### THE RECORDS
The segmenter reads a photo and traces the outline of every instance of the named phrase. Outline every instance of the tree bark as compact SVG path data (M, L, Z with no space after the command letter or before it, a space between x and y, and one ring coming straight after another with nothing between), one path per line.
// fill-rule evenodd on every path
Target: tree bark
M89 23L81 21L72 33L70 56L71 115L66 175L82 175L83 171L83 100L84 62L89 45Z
--
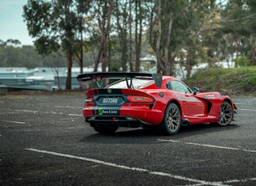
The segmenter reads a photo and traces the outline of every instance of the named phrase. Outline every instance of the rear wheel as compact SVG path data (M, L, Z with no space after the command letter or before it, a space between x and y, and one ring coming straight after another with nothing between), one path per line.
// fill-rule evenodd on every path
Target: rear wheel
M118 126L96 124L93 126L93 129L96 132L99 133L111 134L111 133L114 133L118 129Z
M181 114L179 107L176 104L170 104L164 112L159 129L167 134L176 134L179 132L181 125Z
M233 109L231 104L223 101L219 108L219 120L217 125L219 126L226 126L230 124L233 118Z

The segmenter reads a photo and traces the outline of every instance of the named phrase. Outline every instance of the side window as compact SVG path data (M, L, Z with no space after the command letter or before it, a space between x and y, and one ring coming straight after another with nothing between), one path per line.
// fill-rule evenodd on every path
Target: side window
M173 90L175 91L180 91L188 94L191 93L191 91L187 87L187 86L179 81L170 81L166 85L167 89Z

### PROBLEM REQUIREMENTS
Recast the rows starting at the line that contains "of the rear" and ending at the line that contains "M173 90L175 91L180" as a JSON list of strings, one string per line, with blank lines left out.

### RESULT
[
  "The segmenter reads a photo and traces the outline of every instance of the named phrase. Outline every instance of the rear wheel as compact SVG path data (M, L, Z with no space after the command letter or before it, a space between x and y, and one ring coming straight after another with nothing between), one path per line.",
  "// fill-rule evenodd on every path",
  "Target: rear wheel",
  "M118 126L96 124L93 126L93 129L96 132L99 133L111 134L111 133L114 133L118 129Z",
  "M181 114L179 107L176 104L170 104L164 112L159 129L167 134L176 134L179 132L181 125Z",
  "M233 109L231 104L223 101L219 108L219 120L217 125L219 126L226 126L230 124L233 118Z",
  "The segmenter reads a photo and traces the outline of every instance of the named phrase. Outline every instance of the side window as compact SVG path data (M, L, Z with no space after the command letter or before it, a space between x and y, and one ring coming straight after another with nothing between), one path per line.",
  "// fill-rule evenodd on every path",
  "Target: side window",
  "M173 90L175 91L180 91L188 94L191 93L191 91L187 87L187 86L179 81L170 81L166 85L167 89Z"
]